6 décembre 2021

KröniK | Cross Vault - As Strangers We Depart (2021)




Le doom se doit de conserver une forte dimension émotionnelle, principe que Cross Vault n'oublie pas, à la fois héritier d'une longue tradition germanique de la douleur, celle de Mirror Of Deception ou de Dawn Of Winter mais aussi bâtisseur d'un pont avec la mélancolie suédoise d'un Minotauri et, plus étonnant, la grandeur épique du Bathory viking. Dommage dès lors que la lenteur de leur art soit égale à celle de leur créativité. Deux premières pierres à son édifice posées en 2014 (Spectres Of Revocable Loss) et 2015 (The All-Consuming), suivies rapidement d'un très bel EP (Miles To Take) qui a vu le groupe quitter Northern Silence pour Iron Bonehead productions et surtout renouveler son line-up avant que ce dernier ne se mure malheureusement dans un silence de tombe. Au point de croire qu'il s'est tue à tout jamais.
= = = =
* **ÉNONCÉ 1**:
Reproduisez à l'identique le passage de la chronique allant de « Le doom se doit » à « à tout jamais. ».
Les lignes ci-dessous n'ont aucun lien avec la chronique.

* **LIGNES DE DONNÉES**:
= = = =
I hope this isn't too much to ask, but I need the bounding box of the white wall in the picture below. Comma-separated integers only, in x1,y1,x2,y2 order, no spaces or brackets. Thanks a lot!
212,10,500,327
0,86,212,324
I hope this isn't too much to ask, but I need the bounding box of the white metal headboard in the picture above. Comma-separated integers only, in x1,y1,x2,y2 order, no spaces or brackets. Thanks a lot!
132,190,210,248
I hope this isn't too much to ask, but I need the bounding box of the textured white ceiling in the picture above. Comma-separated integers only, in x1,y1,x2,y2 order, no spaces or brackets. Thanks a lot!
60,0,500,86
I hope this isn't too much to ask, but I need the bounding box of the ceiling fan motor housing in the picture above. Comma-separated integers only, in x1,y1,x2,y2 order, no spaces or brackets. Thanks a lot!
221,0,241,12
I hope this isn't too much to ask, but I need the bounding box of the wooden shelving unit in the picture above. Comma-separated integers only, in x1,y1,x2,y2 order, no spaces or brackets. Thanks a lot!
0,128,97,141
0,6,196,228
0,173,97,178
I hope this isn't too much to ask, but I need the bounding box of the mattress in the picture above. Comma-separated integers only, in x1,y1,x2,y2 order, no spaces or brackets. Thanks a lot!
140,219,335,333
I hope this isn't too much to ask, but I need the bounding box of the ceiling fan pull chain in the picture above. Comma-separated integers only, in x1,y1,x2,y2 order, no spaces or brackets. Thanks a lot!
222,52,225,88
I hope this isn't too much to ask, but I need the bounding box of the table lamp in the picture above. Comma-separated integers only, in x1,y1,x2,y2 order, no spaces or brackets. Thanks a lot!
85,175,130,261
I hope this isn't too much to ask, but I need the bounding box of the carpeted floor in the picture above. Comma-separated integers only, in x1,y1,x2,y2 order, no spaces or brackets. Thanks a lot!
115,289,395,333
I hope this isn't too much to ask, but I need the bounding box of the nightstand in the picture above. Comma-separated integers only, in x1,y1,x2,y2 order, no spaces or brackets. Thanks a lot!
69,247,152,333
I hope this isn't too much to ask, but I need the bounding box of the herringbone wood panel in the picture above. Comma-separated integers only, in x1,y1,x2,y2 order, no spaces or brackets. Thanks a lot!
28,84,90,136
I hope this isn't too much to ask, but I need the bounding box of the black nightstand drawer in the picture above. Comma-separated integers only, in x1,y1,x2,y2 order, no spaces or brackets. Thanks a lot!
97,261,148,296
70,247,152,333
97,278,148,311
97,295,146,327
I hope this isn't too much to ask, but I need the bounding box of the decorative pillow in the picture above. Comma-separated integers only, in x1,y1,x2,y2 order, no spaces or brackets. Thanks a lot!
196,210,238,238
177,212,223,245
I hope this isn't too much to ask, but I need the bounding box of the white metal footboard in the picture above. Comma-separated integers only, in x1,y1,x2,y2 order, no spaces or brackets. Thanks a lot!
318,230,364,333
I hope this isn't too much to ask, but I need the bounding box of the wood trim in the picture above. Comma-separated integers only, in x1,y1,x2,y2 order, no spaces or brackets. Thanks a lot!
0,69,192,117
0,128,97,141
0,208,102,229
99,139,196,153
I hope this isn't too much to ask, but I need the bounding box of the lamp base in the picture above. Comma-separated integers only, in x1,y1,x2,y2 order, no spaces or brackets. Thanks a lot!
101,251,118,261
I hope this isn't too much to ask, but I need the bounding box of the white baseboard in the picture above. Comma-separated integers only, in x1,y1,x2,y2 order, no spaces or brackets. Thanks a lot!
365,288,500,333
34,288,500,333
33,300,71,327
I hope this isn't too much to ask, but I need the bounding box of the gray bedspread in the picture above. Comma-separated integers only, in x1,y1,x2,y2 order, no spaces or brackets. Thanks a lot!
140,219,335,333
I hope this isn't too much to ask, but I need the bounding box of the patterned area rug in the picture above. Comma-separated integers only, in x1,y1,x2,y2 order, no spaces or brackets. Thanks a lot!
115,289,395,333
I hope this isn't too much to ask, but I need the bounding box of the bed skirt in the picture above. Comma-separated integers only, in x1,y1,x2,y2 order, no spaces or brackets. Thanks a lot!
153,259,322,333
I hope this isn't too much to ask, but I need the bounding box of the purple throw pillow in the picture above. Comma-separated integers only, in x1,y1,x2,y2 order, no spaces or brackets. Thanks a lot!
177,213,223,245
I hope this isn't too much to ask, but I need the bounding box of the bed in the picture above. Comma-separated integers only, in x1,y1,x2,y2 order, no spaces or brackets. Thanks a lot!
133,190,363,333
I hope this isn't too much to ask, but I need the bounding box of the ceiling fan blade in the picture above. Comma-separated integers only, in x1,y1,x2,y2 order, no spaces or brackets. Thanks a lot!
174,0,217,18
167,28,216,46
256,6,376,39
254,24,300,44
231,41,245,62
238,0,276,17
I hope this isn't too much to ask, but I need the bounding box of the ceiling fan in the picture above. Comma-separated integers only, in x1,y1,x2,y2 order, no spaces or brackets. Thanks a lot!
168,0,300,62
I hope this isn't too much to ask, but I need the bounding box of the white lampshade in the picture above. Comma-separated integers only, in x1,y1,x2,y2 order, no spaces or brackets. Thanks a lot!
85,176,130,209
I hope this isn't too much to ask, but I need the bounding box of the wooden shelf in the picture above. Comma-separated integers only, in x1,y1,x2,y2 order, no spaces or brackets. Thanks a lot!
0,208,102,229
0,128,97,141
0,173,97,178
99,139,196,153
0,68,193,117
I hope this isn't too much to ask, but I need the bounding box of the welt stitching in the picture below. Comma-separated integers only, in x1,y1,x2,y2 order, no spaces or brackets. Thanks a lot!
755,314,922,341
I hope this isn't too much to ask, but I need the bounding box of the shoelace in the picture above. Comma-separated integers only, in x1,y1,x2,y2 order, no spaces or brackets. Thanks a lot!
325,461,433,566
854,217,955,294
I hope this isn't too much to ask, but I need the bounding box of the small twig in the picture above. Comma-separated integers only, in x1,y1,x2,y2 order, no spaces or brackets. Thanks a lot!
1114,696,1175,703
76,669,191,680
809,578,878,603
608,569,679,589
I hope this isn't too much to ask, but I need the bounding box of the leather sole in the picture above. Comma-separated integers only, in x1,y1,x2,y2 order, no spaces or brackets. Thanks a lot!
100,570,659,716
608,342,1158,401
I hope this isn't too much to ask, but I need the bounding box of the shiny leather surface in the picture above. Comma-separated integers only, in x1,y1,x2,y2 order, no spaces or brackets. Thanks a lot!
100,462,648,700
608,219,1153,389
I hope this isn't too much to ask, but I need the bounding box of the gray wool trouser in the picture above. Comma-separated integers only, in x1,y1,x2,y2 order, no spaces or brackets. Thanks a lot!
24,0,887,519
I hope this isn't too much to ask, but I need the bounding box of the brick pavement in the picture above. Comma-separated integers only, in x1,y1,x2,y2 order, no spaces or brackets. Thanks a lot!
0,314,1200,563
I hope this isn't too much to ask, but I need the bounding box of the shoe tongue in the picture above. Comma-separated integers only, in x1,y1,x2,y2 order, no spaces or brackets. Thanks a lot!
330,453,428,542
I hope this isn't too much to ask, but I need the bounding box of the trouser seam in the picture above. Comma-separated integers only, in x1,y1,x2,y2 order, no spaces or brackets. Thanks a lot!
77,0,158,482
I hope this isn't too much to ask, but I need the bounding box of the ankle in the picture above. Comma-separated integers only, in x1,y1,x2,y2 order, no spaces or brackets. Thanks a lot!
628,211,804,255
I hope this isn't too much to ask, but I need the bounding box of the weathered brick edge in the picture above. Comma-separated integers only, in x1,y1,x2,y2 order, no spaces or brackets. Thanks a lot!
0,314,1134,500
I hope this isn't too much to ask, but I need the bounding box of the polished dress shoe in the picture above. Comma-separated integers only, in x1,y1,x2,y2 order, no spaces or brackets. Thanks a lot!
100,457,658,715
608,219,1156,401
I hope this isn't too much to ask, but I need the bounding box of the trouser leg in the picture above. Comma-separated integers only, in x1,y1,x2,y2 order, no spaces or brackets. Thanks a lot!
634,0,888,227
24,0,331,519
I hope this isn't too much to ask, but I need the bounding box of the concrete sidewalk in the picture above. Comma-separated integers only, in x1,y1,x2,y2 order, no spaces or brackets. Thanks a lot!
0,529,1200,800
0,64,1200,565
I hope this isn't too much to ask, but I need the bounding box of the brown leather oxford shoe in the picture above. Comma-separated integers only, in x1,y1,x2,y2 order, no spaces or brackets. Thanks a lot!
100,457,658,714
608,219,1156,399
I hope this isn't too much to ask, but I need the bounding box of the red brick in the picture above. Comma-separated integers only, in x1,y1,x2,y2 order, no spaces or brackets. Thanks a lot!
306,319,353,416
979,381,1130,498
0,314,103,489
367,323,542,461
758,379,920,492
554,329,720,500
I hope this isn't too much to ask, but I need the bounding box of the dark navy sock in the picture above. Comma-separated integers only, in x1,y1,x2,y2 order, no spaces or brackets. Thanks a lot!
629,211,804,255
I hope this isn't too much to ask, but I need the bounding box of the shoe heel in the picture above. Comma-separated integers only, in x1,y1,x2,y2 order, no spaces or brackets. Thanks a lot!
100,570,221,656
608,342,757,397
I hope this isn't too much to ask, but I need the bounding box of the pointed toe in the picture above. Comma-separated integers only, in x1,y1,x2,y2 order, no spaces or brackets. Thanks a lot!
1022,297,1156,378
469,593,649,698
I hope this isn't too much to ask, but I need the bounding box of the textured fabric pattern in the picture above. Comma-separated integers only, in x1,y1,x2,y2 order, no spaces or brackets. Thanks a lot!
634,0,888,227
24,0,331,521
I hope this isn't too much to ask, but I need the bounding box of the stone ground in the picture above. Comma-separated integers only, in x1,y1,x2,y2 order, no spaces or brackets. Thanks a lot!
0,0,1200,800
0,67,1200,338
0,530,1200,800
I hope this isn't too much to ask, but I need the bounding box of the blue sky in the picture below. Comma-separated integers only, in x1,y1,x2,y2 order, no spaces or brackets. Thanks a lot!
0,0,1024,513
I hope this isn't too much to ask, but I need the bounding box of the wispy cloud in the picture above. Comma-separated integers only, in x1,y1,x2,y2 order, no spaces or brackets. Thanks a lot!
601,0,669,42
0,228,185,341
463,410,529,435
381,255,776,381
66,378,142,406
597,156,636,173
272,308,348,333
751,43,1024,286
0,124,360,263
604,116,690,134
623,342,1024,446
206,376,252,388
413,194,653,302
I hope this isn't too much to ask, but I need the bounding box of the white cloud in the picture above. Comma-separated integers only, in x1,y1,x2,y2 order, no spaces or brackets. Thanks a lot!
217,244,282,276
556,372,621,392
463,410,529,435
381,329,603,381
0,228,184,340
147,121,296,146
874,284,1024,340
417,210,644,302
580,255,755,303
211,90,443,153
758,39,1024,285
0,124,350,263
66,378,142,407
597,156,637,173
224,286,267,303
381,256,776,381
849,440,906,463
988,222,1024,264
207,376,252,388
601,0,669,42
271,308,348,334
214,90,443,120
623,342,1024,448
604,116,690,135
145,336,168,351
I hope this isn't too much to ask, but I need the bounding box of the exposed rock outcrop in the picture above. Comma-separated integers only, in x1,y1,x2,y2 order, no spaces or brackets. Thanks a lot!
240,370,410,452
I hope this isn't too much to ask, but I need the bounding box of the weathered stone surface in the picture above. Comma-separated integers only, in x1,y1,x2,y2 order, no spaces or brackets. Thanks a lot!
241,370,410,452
= = = =
* **ÉNONCÉ 2**:
Renvoyez telles quelles les lignes de données, de la ligne contenant « ceiling fan motor » à la ligne contenant « 85,175,130,261 », ces deux lignes comprises.

* **CORRIGÉ 1**:
Le doom se doit de conserver une forte dimension émotionnelle, principe que Cross Vault n'oublie pas, à la fois héritier d'une longue tradition germanique de la douleur, celle de Mirror Of Deception ou de Dawn Of Winter mais aussi bâtisseur d'un pont avec la mélancolie suédoise d'un Minotauri et, plus étonnant, la grandeur épique du Bathory viking. Dommage dès lors que la lenteur de leur art soit égale à celle de leur créativité. Deux premières pierres à son édifice posées en 2014 (Spectres Of Revocable Loss) et 2015 (The All-Consuming), suivies rapidement d'un très bel EP (Miles To Take) qui a vu le groupe quitter Northern Silence pour Iron Bonehead productions et surtout renouveler son line-up avant que ce dernier ne se mure malheureusement dans un silence de tombe. Au point de croire qu'il s'est tue à tout jamais.

* **CORRIGÉ 2**:
I hope this isn't too much to ask, but I need the bounding box of the ceiling fan motor housing in the picture above. Comma-separated integers only, in x1,y1,x2,y2 order, no spaces or brackets. Thanks a lot!
221,0,241,12
I hope this isn't too much to ask, but I need the bounding box of the wooden shelving unit in the picture above. Comma-separated integers only, in x1,y1,x2,y2 order, no spaces or brackets. Thanks a lot!
0,128,97,141
0,6,196,228
0,173,97,178
I hope this isn't too much to ask, but I need the bounding box of the mattress in the picture above. Comma-separated integers only, in x1,y1,x2,y2 order, no spaces or brackets. Thanks a lot!
140,219,335,333
I hope this isn't too much to ask, but I need the bounding box of the ceiling fan pull chain in the picture above. Comma-separated integers only, in x1,y1,x2,y2 order, no spaces or brackets. Thanks a lot!
222,52,225,88
I hope this isn't too much to ask, but I need the bounding box of the table lamp in the picture above. Comma-separated integers only, in x1,y1,x2,y2 order, no spaces or brackets. Thanks a lot!
85,175,130,261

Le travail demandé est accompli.